**What to produce:**
Return all of the rows below verbatim, leaving every line unchanged.

====== Dataset

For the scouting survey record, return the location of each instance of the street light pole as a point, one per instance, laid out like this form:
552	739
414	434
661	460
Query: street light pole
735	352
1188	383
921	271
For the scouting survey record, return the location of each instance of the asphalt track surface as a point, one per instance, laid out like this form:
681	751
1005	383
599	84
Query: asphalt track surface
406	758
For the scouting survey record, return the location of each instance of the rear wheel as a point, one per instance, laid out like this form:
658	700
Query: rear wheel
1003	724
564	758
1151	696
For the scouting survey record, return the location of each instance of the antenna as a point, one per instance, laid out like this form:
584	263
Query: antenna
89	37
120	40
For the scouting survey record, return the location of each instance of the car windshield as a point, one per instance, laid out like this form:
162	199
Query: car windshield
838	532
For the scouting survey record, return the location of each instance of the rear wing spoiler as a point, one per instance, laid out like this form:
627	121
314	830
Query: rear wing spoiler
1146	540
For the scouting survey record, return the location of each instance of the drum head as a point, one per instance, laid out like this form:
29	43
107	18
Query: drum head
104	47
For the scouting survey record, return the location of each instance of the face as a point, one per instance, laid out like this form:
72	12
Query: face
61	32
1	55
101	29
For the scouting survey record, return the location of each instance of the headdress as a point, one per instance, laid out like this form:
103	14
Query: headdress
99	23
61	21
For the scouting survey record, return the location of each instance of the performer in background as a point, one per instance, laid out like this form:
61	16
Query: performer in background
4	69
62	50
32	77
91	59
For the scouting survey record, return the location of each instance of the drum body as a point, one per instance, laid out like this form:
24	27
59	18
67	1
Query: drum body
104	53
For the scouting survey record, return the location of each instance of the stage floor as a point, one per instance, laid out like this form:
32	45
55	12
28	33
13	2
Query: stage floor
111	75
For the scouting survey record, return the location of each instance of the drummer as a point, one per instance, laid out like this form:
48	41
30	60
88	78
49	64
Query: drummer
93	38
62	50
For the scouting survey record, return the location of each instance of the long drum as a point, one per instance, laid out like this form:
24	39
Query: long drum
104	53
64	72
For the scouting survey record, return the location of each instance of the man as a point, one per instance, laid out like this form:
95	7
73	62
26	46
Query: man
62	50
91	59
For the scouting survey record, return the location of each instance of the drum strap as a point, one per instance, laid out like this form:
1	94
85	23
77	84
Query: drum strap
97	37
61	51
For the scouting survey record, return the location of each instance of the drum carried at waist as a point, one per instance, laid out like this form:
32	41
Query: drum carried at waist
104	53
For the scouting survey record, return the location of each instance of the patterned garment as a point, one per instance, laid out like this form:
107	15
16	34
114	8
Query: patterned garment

============

**Response to this exercise:**
For the scouting survey record, return the location of each instance of the street light pole as a point, one per instance, laid out like this form:
552	739
414	434
661	460
Query: street light pole
735	352
1188	383
921	271
For the scouting survey record, return the location of each instance of the asphalt track surface as a point, one per instance, laid out like this form:
681	751
1005	383
599	84
Query: asphalt track surface
406	758
For the scouting survey record, return the location of each instance of the rear wheel as a point, one per instance, laid out like this form:
658	700
Query: rear wheel
1003	724
564	758
1151	696
For the scouting survey record, return the location of each instance of the antenna as a point, one per instance, laid out like this form:
584	263
Query: antenna
89	37
120	40
For the scouting survey record, return the location of each instance of the car windshield as a point, one per instance, laid out like this form:
162	199
Query: car windshield
838	532
For the scouting survey record, return the location of each instance of the rear wing spoiler as a point, one per instance, laid out like this form:
627	121
314	830
Query: rear wing spoiler
1146	540
For the scouting survey record, return the location of each instance of the drum head as a point, one per instance, laid out like this form:
29	43
107	18
Query: drum head
104	47
For the scouting survey record, return the location of each instance of the face as a point, one per instance, laid out like this form:
72	12
Query: face
61	32
1	55
101	29
For the scouting survey record, return the location of each instance of the headdress as a point, one per instance, laid out like this form:
103	14
Query: headdress
99	23
61	21
For the scouting survey record, return the location of each instance of the performer in background as a point, one per instance, laid out like this form:
61	16
Query: performer in background
4	69
62	50
32	77
91	59
For the scouting survey record, return the location of each instance of the drum body as a point, one per instance, laid out like this form:
24	27
59	18
67	1
Query: drum body
104	53
For the scouting survey record, return the location of each instance of the stage floor as a point, one per instance, laid out like this form:
32	45
55	12
28	33
13	2
Query: stage floor
111	75
For the scouting survey record, return the location of each instance of the drummer as a point, one per instance, laid out like this form:
48	41
30	60
88	78
49	64
Query: drummer
93	38
62	50
For the scouting survey record, return the location of each instance of the long drum as a point, one per instance, laid out like this form:
24	39
Query: long drum
104	53
64	72
For the scouting survey record, return the location of each instance of the man as a point, one per instance, laid out like this form:
95	7
73	62
26	46
Query: man
62	50
91	59
For the scouting survey record, return the location of each instance of the drum strap as a point, one per instance, laid out like this form:
1	94
85	23
77	84
Query: drum strap
97	37
61	51
For the scouting survey record, return the location of each instance of the drum carried at waist as a point, one per instance, laid out like this form:
32	41
Query: drum carried at waist
104	53
For the scouting survey record, return the location of each instance of the patterned garment as a point, one per instance, laid out like this form:
107	15
16	34
114	8
Query: patterned garment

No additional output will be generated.